##### DOCUMENT EXTRACT #####

Study 1 was a 12-week study comparing fixed paroxetine doses of 20 mg or 40 mg/day to placebo. Doses of 20 mg and 40 mg of paroxetine tablets were demonstrated to be significantly superior to placebo on change from baseline for the CAPS-2 total score and on proportion of responders on the CGI-I. There was not sufficient evidence in this study to suggest a greater benefit for the 40 mg/day dose compared to the 20 mg/day dose.

Study 2 was a 12-week flexible-dose study comparing paroxetine (20 to 50 mg daily) to placebo. Paroxetine tablets were demonstrated to be significantly superior to placebo on change from baseline for the CAPS-2 total score and on proportion of responders on the CGI-I.

A third study, also a flexible-dose study comparing paroxetine (20 to 50 mg daily) to placebo, demonstrated paroxetine tablets to be significantly superior to placebo on change from baseline for CAPS2 total score, but not on proportion of responders on the CGI-I.

The majority of patients in these trials were women (68% women: 377 out of 551 subjects in Study 1 and 66% women: 202 out of 303 subjects in Study 2). Subgroup analyses did not indicate differences in treatment outcomes as a function of gender. There were an insufficient number of patients who were 65 years and older or were non-Caucasian to conduct subgroup analyses on the basis of age or race, respectively.

INDICATIONS AND USAGE

Major Depressive Disorder:

Paroxetine tablets, USP are indicated for the treatment of major depressive disorder.

The efficacy of paroxetine tablets, USP in the treatment of a major depressive episode was established in 6-week controlled trials of outpatients whose diagnoses corresponded most closely to the DSM-III category of major depressive disorder (see CLINICAL PHARMACOLOGY —Clinical Trials). A major depressive episode implies a prominent and relatively persistent depressed or dysphoric mood that usually interferes with daily functioning (nearly every day for at least 2 weeks); it should include at least 4 of the following 8 symptoms: Change in appetite, change in sleep, psychomotor agitation or retardation, loss of interest in usual activities or decrease in sexual drive, increased fatigue, feelings of guilt or worthlessness, slowed thinking or impaired concentration, and a suicide attempt or suicidal ideation.

The effects of paroxetine tablets, USP in hospitalized depressed patients have not been adequately studied.

##### EXCERPTED RECORDS #####

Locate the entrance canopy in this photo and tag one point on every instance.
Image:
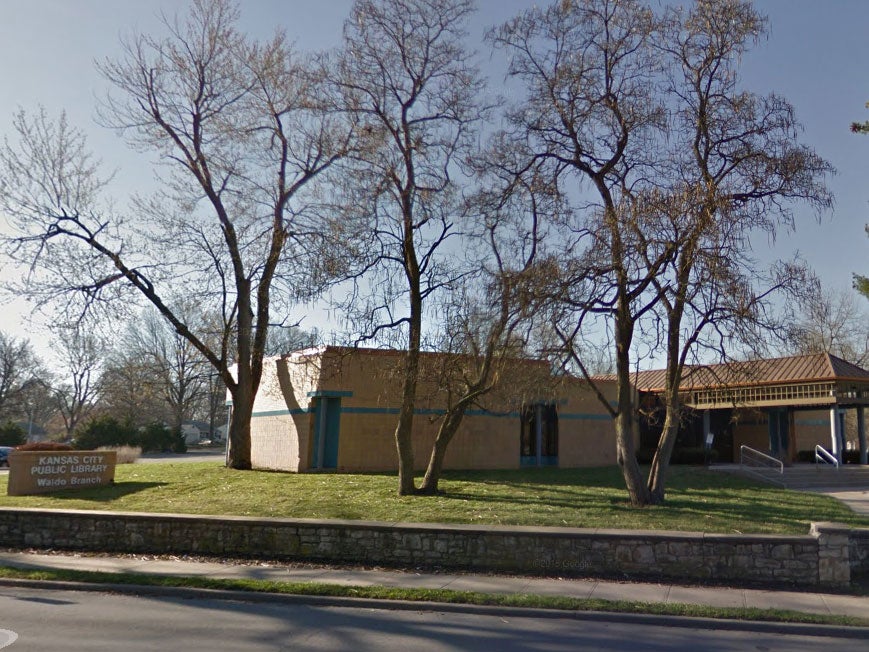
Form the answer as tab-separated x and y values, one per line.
818	380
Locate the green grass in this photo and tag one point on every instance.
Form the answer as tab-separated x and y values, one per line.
697	499
436	595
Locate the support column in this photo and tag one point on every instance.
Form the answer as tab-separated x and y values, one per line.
772	431
861	435
836	433
538	429
707	427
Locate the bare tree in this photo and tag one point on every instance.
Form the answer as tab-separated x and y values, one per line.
409	81
738	171
486	321
81	355
177	371
241	128
19	366
587	112
832	323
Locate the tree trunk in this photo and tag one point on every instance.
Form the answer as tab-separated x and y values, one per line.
664	451
626	454
239	427
404	428
448	429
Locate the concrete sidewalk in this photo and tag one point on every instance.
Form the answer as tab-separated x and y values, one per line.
816	603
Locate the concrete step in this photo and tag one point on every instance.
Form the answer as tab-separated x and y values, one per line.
811	476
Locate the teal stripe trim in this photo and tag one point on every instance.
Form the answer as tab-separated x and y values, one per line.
280	413
330	393
431	412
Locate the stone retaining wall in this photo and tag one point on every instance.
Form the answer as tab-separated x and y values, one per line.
830	555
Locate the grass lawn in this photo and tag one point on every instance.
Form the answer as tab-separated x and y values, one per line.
697	499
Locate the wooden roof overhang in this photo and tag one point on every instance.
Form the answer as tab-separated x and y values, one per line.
813	381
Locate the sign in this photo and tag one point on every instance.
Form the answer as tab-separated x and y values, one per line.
40	472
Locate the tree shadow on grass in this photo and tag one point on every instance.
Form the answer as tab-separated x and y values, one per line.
106	493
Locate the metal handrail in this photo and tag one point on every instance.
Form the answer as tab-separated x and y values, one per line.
747	452
825	456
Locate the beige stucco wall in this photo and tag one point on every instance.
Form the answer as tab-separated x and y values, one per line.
489	437
280	429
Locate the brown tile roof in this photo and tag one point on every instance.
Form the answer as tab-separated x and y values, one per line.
818	367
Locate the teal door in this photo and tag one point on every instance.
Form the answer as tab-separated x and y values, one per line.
326	429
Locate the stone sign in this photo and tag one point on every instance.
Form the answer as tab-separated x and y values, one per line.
39	472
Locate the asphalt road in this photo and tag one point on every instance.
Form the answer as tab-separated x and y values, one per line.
69	621
193	454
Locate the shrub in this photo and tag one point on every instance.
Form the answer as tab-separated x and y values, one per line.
45	446
159	438
105	431
126	454
11	434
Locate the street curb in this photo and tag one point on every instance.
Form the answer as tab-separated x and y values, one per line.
692	622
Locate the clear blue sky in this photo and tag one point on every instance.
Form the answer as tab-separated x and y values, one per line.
817	56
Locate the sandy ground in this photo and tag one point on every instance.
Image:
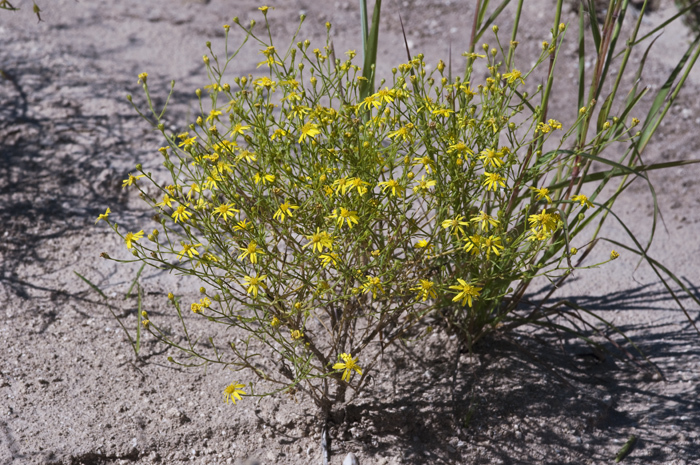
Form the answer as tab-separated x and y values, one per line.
71	390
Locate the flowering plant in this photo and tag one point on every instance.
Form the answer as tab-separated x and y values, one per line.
326	220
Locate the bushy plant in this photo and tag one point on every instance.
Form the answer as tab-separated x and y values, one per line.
326	220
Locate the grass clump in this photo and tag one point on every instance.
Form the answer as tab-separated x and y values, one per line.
326	219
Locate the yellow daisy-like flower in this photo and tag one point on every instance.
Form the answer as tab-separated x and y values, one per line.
167	201
472	244
285	209
264	177
319	240
103	216
485	220
390	184
491	157
348	364
541	193
233	391
188	249
254	283
251	251
425	290
583	200
491	244
308	130
225	210
131	180
345	216
327	259
461	149
130	238
545	221
242	225
181	213
493	181
423	185
373	285
239	128
513	76
456	225
466	292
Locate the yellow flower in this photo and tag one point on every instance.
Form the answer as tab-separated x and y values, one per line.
103	216
390	184
239	129
181	213
358	184
461	149
426	162
373	285
251	251
493	180
348	364
403	132
265	178
308	130
485	220
319	240
131	180
472	244
456	225
213	115
513	76
425	290
345	215
467	292
232	392
254	283
167	200
188	249
225	210
541	193
546	221
265	82
583	200
132	237
327	259
285	208
242	225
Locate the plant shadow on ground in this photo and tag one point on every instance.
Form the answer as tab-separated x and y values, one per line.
64	152
535	396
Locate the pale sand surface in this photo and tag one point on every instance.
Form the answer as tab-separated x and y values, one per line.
71	391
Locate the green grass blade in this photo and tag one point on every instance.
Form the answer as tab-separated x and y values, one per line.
93	286
665	23
595	27
496	13
658	109
368	71
137	346
133	283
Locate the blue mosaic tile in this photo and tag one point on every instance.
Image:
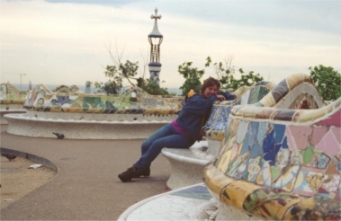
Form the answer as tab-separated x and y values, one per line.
256	150
279	132
252	131
242	130
262	129
270	155
285	143
269	141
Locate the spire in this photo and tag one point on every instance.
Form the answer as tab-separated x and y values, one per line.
155	33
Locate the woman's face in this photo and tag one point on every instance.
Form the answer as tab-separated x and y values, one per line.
212	90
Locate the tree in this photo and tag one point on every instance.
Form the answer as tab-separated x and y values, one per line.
327	81
192	76
153	88
225	74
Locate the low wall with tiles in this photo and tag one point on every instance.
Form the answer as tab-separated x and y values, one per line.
296	92
280	164
11	101
133	114
132	101
216	124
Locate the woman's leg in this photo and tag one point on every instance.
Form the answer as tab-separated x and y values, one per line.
162	132
174	141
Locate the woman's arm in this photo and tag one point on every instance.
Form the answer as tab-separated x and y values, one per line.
227	95
199	105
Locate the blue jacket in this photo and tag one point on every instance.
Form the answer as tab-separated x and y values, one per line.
196	110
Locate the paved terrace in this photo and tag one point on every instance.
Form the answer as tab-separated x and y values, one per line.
86	186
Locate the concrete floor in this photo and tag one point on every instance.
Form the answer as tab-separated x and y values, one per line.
86	186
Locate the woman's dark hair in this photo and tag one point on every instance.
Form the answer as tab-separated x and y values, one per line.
209	82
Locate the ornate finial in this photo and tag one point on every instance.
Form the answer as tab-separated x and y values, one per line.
155	16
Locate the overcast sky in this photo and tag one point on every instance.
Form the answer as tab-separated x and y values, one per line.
67	42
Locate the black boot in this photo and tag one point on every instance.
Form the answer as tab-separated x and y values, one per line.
145	172
127	175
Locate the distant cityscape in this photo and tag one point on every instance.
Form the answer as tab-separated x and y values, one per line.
176	91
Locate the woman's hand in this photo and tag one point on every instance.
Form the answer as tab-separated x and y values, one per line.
220	97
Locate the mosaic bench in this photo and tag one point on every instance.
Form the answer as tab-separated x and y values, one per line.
11	101
279	164
187	164
133	114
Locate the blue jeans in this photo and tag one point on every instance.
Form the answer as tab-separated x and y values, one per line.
166	136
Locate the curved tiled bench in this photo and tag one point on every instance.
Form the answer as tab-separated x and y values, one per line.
133	114
11	101
246	181
280	164
188	203
186	164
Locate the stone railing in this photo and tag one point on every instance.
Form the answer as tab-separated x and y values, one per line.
279	164
11	101
133	114
11	95
132	101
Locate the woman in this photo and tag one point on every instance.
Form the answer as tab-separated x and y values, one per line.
182	132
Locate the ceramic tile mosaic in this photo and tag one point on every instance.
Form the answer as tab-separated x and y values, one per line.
132	101
216	124
11	95
285	164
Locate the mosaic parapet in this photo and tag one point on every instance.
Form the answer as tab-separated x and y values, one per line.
295	92
9	94
132	101
280	164
216	124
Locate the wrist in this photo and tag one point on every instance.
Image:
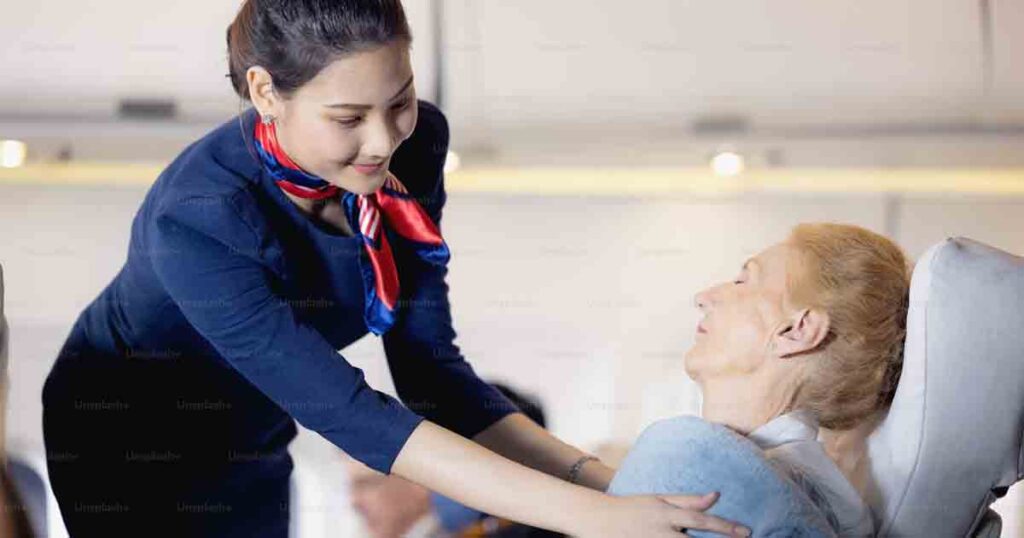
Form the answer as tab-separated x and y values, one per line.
591	472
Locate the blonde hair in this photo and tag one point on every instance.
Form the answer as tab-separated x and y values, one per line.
862	281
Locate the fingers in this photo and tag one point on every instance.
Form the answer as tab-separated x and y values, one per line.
691	502
702	522
692	516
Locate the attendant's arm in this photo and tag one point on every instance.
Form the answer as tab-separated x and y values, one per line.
478	478
429	371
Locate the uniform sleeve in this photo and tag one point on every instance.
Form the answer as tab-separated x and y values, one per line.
206	255
430	374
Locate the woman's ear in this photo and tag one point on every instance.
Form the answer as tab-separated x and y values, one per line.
804	333
261	91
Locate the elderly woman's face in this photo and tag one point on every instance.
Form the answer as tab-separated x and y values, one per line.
740	317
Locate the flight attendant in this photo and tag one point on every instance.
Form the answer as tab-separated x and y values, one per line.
279	238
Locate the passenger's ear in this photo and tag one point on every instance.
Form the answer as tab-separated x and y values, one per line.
803	333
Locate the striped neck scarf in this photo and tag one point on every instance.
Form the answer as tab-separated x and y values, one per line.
391	208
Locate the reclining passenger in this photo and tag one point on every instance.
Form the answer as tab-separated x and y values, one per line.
809	334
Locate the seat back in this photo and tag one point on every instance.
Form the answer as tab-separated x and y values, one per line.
950	444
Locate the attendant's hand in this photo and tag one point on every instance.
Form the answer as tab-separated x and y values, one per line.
656	516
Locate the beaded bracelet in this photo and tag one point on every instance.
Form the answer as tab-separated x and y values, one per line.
574	471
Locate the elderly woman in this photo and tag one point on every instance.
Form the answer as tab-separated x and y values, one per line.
809	335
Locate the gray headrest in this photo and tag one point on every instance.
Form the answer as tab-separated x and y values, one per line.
953	432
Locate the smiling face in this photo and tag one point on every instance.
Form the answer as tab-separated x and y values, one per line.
345	124
742	318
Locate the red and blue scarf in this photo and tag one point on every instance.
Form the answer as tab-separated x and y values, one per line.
391	208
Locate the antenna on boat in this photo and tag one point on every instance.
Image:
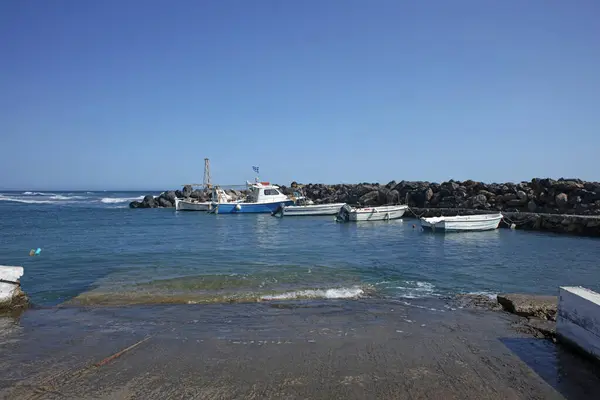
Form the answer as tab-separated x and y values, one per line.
207	184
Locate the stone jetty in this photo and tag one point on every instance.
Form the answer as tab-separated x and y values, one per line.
11	296
562	205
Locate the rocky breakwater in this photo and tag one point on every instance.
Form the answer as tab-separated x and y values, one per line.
167	199
562	196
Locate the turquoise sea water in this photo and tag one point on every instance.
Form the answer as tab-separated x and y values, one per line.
97	251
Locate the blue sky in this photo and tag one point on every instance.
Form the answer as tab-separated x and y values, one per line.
134	94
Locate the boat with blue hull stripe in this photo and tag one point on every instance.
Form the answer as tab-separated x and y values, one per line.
248	208
263	198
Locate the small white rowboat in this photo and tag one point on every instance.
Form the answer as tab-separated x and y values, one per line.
482	222
381	213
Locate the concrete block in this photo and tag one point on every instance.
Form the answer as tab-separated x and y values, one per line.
578	322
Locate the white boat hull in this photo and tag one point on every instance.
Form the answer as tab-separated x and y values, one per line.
187	205
313	209
483	222
9	283
383	213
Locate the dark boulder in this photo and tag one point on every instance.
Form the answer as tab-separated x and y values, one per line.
479	201
561	200
164	202
543	307
148	202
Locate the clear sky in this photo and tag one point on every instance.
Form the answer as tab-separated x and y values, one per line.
133	94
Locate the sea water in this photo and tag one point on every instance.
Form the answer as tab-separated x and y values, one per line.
97	251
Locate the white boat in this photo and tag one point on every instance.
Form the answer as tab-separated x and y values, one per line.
380	213
483	222
309	209
10	286
218	196
263	197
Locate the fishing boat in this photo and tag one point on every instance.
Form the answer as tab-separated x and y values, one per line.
308	209
482	222
263	198
218	196
380	213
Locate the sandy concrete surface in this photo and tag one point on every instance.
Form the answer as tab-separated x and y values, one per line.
371	349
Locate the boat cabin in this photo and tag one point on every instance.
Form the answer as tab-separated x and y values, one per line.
220	196
264	192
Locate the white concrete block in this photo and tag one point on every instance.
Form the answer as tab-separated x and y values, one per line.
8	275
578	320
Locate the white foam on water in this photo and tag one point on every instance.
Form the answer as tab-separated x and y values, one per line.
60	197
415	289
26	201
116	200
491	295
334	293
38	194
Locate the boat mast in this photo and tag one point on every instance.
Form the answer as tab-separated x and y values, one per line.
207	184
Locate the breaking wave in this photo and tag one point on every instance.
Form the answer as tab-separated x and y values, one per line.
415	289
27	201
116	200
38	194
337	293
60	197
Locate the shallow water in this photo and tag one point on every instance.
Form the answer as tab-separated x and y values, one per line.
97	251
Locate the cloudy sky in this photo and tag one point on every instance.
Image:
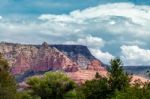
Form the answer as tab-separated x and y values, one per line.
109	28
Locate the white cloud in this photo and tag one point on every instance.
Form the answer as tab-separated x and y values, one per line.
90	41
134	55
126	22
94	44
132	16
1	17
105	57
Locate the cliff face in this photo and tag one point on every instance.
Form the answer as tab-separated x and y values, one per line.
69	58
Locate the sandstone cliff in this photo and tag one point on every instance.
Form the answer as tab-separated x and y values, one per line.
38	58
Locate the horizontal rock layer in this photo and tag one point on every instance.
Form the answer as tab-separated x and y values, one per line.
69	58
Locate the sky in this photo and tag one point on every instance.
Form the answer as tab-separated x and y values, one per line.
110	28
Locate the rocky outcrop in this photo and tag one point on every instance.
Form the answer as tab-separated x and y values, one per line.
69	58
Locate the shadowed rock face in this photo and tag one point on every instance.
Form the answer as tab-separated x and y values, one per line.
69	58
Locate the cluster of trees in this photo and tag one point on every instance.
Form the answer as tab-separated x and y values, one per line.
56	85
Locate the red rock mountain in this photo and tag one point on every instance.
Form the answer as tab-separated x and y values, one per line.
40	58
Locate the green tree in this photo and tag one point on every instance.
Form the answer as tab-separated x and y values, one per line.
96	89
7	82
53	85
118	79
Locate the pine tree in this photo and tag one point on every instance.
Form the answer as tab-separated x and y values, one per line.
118	79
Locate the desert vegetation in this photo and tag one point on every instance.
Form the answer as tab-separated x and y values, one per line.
56	85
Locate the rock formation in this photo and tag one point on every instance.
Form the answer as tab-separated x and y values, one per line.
69	58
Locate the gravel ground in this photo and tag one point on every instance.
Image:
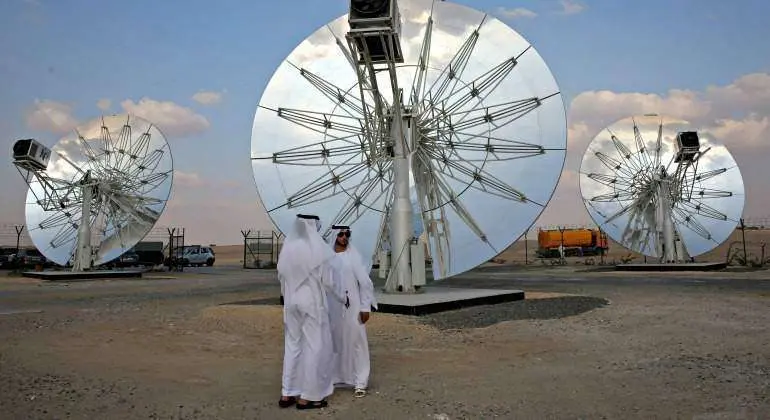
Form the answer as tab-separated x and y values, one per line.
487	315
180	349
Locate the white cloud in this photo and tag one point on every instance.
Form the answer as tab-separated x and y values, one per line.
173	119
736	114
187	179
104	104
51	116
518	12
571	7
206	97
750	132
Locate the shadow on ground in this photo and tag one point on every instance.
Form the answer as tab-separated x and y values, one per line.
487	315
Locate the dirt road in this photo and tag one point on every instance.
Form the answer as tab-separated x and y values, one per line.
183	348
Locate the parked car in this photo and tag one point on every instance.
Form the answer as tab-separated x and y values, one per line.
29	257
195	255
128	259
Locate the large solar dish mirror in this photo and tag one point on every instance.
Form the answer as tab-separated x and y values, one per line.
452	114
662	188
99	191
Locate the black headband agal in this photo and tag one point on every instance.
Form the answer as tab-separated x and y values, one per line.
308	216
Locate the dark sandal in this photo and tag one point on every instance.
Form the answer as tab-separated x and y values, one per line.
312	404
287	403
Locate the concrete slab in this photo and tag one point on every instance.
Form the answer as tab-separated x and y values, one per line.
707	266
82	275
434	299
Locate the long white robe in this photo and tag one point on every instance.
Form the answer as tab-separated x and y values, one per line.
351	347
304	273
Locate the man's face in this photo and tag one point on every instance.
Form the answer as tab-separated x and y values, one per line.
342	238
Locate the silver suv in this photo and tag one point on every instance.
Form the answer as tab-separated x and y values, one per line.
198	256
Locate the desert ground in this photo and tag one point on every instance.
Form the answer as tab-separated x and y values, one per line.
207	343
731	249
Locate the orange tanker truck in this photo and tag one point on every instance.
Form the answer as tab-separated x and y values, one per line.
577	242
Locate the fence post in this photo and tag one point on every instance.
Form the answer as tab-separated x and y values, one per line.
526	248
245	234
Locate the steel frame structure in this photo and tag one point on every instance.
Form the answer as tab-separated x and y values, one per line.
420	134
109	192
657	194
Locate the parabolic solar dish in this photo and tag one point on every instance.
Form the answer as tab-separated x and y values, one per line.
127	162
631	165
491	134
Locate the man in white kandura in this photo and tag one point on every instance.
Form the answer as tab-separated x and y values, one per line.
304	273
350	276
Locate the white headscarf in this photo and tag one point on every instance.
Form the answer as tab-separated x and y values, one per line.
303	251
332	241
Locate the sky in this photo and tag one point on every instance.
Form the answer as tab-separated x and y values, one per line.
199	71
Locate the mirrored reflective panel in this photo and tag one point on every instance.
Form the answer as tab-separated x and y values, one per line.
486	124
126	163
630	167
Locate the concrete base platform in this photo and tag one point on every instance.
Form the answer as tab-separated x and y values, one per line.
438	299
82	275
672	267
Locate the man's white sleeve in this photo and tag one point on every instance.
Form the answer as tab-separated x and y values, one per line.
365	288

#####

Quote the paroxetine passage word for word, from "The majority of" up to and including "major depressive disorder.". None of the items are needed for what follows.

The majority of patients in these trials were women (68% women: 377 out of 551 subjects in Study 1 and 66% women: 202 out of 303 subjects in Study 2). Subgroup analyses did not indicate differences in treatment outcomes as a function of gender. There were an insufficient number of patients who were 65 years and older or were non-Caucasian to conduct subgroup analyses on the basis of age or race, respectively.

INDICATIONS AND USAGE

Major Depressive Disorder:

Paroxetine tablets, USP are indicated for the treatment of major depressive disorder.